== Listed records

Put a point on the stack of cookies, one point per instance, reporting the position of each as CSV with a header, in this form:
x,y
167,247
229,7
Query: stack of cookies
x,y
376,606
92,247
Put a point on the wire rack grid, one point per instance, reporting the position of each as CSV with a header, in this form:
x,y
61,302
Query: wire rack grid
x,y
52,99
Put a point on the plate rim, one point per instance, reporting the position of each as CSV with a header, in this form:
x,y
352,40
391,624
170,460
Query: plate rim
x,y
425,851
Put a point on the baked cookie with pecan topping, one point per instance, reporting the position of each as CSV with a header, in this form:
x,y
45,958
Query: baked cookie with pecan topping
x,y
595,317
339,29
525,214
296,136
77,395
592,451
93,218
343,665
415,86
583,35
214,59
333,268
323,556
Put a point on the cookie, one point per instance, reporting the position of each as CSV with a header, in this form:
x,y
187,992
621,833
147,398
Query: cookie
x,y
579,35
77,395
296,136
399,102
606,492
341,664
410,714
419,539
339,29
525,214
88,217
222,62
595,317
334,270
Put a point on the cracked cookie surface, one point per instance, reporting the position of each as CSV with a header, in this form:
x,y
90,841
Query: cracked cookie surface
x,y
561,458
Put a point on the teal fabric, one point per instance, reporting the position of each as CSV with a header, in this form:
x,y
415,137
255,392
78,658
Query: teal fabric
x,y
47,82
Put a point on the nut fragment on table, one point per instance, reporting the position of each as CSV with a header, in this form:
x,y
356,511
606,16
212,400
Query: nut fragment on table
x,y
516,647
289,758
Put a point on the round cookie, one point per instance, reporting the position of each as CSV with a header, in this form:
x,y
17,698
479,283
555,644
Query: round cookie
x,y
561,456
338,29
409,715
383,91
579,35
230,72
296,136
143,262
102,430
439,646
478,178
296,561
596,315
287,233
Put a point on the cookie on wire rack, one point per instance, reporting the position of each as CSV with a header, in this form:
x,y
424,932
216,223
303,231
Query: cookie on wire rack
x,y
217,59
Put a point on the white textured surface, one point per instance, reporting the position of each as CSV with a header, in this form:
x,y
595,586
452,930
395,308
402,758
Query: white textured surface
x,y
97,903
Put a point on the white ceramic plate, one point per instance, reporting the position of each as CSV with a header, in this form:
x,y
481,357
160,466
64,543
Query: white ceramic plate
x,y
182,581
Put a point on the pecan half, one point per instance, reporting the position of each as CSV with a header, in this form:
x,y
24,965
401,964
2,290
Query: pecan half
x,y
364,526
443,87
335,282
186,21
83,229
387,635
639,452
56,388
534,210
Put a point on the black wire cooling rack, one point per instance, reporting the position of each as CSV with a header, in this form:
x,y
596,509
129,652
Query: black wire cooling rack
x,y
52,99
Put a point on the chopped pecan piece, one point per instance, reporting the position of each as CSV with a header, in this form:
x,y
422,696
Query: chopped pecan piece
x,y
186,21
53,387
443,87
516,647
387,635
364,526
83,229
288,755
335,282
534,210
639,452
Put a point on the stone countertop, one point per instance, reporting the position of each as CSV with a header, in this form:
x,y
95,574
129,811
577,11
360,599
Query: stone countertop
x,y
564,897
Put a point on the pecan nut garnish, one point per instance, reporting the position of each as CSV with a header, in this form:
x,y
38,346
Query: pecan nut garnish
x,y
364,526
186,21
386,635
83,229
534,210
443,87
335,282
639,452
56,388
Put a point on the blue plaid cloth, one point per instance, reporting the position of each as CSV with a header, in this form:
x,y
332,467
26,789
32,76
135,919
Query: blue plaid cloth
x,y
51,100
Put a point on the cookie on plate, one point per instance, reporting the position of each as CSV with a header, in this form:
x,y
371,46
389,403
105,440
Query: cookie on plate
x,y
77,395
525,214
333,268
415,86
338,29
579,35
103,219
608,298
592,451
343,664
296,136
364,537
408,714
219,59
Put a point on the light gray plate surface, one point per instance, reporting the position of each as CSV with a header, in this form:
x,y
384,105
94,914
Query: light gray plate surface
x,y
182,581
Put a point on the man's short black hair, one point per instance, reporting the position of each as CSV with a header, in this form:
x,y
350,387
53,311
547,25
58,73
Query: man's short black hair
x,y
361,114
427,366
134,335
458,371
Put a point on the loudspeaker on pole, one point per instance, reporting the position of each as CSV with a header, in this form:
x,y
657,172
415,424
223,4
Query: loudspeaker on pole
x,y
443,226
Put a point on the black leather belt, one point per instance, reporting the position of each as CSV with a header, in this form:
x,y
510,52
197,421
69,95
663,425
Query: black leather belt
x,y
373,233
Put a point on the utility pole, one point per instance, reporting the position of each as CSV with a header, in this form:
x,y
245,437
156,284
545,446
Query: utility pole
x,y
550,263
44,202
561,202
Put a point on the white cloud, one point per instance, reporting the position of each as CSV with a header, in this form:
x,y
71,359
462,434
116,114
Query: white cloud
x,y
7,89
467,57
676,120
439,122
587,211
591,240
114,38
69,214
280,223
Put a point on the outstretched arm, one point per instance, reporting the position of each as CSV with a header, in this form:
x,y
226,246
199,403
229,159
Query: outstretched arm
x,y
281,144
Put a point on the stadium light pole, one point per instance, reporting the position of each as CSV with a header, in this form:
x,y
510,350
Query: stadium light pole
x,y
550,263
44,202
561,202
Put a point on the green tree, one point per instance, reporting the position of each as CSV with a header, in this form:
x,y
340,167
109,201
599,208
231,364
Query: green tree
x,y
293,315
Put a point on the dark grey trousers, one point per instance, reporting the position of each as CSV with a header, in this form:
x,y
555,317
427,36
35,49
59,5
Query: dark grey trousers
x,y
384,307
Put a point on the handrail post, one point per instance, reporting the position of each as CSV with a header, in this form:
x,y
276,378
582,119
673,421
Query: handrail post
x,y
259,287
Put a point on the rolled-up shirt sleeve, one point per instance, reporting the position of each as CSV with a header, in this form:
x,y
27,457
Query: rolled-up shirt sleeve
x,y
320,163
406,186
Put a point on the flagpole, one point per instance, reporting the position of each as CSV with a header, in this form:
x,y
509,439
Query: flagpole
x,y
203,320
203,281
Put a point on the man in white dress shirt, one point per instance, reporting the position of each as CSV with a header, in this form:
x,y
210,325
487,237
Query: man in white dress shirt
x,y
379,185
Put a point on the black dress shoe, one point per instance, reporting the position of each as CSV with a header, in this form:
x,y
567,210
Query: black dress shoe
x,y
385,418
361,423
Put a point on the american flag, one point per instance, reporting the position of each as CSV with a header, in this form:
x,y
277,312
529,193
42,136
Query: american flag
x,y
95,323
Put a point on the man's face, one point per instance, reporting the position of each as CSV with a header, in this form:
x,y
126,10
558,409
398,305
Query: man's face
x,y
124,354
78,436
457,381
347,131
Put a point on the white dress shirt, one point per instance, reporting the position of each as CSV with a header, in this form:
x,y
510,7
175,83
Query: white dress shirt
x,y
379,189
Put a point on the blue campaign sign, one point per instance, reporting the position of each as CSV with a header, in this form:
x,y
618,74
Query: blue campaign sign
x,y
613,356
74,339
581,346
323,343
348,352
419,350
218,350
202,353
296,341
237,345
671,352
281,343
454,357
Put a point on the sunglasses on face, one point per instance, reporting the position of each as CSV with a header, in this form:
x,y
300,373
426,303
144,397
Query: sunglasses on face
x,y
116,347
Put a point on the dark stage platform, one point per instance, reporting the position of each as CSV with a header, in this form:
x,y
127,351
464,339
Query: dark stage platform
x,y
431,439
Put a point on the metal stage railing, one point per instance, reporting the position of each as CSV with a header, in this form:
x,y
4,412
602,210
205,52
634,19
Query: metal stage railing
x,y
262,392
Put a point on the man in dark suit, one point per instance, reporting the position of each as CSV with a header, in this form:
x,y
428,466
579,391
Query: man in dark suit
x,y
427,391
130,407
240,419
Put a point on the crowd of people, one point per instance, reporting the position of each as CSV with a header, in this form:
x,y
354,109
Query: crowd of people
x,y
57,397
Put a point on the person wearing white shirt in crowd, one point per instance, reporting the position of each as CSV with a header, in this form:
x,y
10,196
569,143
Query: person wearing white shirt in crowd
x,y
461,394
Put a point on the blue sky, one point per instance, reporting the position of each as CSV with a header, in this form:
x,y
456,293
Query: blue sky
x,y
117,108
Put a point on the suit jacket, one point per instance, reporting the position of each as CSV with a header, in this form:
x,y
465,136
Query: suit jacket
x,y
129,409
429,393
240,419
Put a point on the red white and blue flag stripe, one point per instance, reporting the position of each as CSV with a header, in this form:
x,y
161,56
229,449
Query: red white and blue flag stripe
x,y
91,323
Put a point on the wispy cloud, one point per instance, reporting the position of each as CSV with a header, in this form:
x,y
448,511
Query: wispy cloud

====

Problem description
Find every line above that contains the word "wispy", and return each one.

Written solution
Put a point on the wispy cloud, one point per instance, reporting the position of each as CSV with a header, in this form:
Query: wispy cloud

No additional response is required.